» **What you should do**
The expected output is the complete listing, copied word for word.

» **Input material**

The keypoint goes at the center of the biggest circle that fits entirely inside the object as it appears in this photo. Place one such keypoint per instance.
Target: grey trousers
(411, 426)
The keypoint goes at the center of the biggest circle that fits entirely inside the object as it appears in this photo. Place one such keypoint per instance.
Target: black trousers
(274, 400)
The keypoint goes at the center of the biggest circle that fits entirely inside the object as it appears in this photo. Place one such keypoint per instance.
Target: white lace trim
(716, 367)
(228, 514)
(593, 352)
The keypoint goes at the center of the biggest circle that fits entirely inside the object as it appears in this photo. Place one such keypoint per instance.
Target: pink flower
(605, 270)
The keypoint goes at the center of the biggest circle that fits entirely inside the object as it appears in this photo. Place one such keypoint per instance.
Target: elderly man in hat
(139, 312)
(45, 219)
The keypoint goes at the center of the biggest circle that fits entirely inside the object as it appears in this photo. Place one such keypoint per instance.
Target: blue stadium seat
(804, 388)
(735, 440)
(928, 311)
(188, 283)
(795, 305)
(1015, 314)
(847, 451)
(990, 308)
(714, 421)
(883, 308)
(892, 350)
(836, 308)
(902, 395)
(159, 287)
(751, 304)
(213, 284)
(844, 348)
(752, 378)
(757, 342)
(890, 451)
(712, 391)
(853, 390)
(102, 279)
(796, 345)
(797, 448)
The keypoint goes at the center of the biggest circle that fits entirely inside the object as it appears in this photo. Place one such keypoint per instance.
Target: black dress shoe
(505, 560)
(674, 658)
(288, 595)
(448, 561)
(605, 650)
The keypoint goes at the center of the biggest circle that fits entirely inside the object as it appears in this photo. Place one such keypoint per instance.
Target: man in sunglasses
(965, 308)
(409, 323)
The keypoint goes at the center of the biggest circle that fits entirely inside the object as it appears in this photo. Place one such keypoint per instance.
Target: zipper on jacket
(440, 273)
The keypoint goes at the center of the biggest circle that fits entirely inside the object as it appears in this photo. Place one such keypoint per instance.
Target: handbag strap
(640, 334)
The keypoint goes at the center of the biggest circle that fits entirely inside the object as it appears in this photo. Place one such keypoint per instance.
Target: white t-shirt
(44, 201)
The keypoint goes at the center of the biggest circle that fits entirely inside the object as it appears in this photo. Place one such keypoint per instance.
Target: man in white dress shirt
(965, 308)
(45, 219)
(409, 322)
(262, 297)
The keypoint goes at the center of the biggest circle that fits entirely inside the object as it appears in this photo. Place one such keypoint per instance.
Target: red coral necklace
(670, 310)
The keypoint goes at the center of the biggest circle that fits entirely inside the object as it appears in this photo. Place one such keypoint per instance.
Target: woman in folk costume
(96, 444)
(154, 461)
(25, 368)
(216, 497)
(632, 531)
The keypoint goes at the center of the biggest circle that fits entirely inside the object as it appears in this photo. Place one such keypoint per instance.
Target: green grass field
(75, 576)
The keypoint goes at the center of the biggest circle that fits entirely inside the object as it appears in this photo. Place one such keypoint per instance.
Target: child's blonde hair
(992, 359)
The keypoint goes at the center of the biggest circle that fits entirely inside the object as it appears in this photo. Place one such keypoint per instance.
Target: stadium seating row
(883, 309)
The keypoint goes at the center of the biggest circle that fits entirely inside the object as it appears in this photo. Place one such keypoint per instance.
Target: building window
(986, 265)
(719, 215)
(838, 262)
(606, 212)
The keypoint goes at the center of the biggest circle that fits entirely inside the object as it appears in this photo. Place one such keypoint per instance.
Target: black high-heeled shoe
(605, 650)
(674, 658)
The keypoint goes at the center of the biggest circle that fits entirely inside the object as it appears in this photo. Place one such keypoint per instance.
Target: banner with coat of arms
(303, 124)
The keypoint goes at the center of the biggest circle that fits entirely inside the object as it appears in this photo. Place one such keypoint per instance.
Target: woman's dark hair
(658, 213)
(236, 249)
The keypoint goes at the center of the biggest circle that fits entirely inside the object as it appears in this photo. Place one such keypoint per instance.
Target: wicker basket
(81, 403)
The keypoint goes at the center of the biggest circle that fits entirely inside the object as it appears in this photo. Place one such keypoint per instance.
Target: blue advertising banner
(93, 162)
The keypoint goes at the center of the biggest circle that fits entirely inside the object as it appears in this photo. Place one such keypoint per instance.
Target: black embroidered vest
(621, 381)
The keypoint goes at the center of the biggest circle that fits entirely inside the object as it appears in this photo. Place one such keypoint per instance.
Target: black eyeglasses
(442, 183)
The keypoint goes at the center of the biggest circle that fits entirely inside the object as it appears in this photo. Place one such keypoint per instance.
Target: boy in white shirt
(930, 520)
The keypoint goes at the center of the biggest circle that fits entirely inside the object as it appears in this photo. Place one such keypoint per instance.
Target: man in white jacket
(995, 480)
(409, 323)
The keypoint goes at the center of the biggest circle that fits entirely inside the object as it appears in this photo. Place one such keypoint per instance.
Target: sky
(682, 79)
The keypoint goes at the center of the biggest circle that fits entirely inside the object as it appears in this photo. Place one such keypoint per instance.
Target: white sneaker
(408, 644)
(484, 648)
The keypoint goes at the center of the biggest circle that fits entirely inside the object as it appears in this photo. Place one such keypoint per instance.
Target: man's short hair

» **Answer box**
The keypoint goes at the center of the biggest circle that fits entirely inside the object as it appears in this photo. Place one such keypoint per instance.
Target: grey trousers
(411, 426)
The keypoint goes at the center of the biggest circle that fits entirely inside the object as it appears in this photo. Place one such keypoint per instance.
Target: black trousers
(274, 400)
The keypoint goes at the center of the biggest circle that fits entirely inside the object as it appears in this photo. Place one such keypoint per instance.
Target: white lace trim
(716, 367)
(228, 514)
(593, 352)
The keypoint goes at the center of the biggest circle that fits entirely inside the object as it appears in this photo. Place one such keypoint per instance.
Target: pink flower
(605, 270)
The keypoint goes at the center of the biggest circle that fits entirely inside the object as it appears in this photo. Place one such keypoint per instance.
Target: elderly man in hat
(139, 312)
(45, 219)
The keypoint goes at the center of the biggest circle that fits entirely inside the object as it appears in this photo. Place one such keypoint per instance.
Target: blue stadium seat
(804, 388)
(735, 440)
(928, 311)
(188, 283)
(795, 305)
(1015, 314)
(847, 451)
(990, 308)
(714, 421)
(883, 308)
(892, 350)
(836, 308)
(902, 395)
(159, 287)
(751, 304)
(213, 284)
(844, 348)
(752, 378)
(757, 342)
(890, 451)
(712, 391)
(853, 390)
(102, 279)
(796, 345)
(797, 448)
The keypoint goes at the center of the biggest circle that fits entirely inside the object as it appears in this photo. Place one such keypoint per instance.
Target: black dress shoe
(505, 560)
(674, 658)
(288, 595)
(448, 561)
(605, 650)
The keypoint goes at the center of the biggest circle that fits entirely inside the object as it appears in this photo. Place one such keypoint per instance.
Target: man in sunglasses
(965, 308)
(409, 323)
The keypoint goes at the center of the biggest circle that fits entirely inside the object as it appears in this photo. Place one such keypoint per instance.
Target: zipper on jacket
(440, 273)
The keypoint goes at the center of the biggest circle that fits entirely inside the object as it appears in this photo. Place one such keypoint per instance.
Target: handbag strap
(640, 334)
The keypoint goes at the center of the biggest circle that fits entirely inside the object as it appears in this photo. Place one such keypoint per instance.
Target: white t-shirt
(44, 201)
The keypoint goes at the center of the biggest circle that fits entirely inside the object as it appears in this photo. Place one such keypoint per instance.
Target: man in white dress shirt
(965, 308)
(45, 219)
(409, 322)
(262, 297)
The keypoint goes at the center of the biggest circle that fits entirely inside the object as it appears in this photo. Place one such keypoint per instance.
Target: red coral necklace
(670, 310)
The keypoint goes at the center of the biggest circle that fits entirely inside the object as it appears in this photo. Place one such keypoint per instance.
Target: woman in folk costume
(96, 444)
(154, 461)
(25, 368)
(216, 497)
(632, 531)
The keypoint goes at the center of the biggest circle that fits entirely inside the object as it appears in this photo. Place one such keypoint per instance.
Target: green grass field
(75, 576)
The keypoint goes at the center of the biggest circle that fits entirely inside the object as it appears in this photo. Place one such keypoint per instance.
Target: child's blonde hair
(992, 359)
The keypoint goes at the center of the biggest circle that fits entirely inside the object as it appears in this photo. Place one such keypoint per instance.
Target: stadium seating row
(883, 309)
The keypoint goes at the center of the biggest circle that fits entirely inside the object as it appears in this photo. Place one such keypoint per instance.
Target: building window
(986, 265)
(719, 215)
(838, 262)
(606, 212)
The keypoint goes at the center of the biggest circle that fits entirely inside the object as it appears in this photo. Place one such keypoint per instance.
Target: black high-heeled shoe
(605, 650)
(674, 658)
The keypoint goes at the center of the biggest circle that fits entirely inside the object as it appears in this photo. Place one such keypoint per instance.
Target: banner with coat of arms
(303, 124)
The keypoint goes at the center of the biggest circle that fits entirely inside the object as it appears in this photo. Place one such keypoint per instance.
Target: woman's dark hair
(658, 213)
(236, 249)
The keypoint goes at the center of the biggest circle that fits entirely inside the object as it appears in this photo. Place one such keypoint per instance.
Target: wicker basket
(81, 403)
The keypoint goes at the center of the biggest circle that fits entirely inside the object as it appears in this photo. Place one such keypoint per instance.
Target: blue advertising banner
(93, 162)
The keypoint goes at the center of the biggest circle that fits entirely inside the object as it appears in this photo. Place one such keypoint per instance.
Target: black embroidered vest
(621, 381)
The keypoint goes at the center of the biggest circle that fits entirely inside the object as it appears in this photo. Place one such keypoint per instance.
Target: black eyeglasses
(442, 183)
The keypoint goes at the center of the biggest circle that fits entirely inside the object as it appears in this photo. Place one such keypoint per instance.
Target: boy in white shirt
(930, 520)
The keypoint goes at the center of the biggest circle that fits entirely inside the object as it appears in this photo. Place one such keypoint per instance.
Target: man in white jacket
(995, 480)
(409, 323)
The keypoint goes at the center of the biggest circle that fits entirely inside the object as it appears in this photo. Place one such keypoint per instance.
Target: sky
(682, 79)
The keypoint goes at the center of the biggest circle that fits entirely inside the object as it appears in this photo. Place one such keypoint per instance.
Target: white sneaker
(408, 644)
(484, 648)
The keypoint goes at the center of the biggest circle that fits entirely inside the object as it appears in this photo. Place one such keypoint per instance.
Target: man's short hair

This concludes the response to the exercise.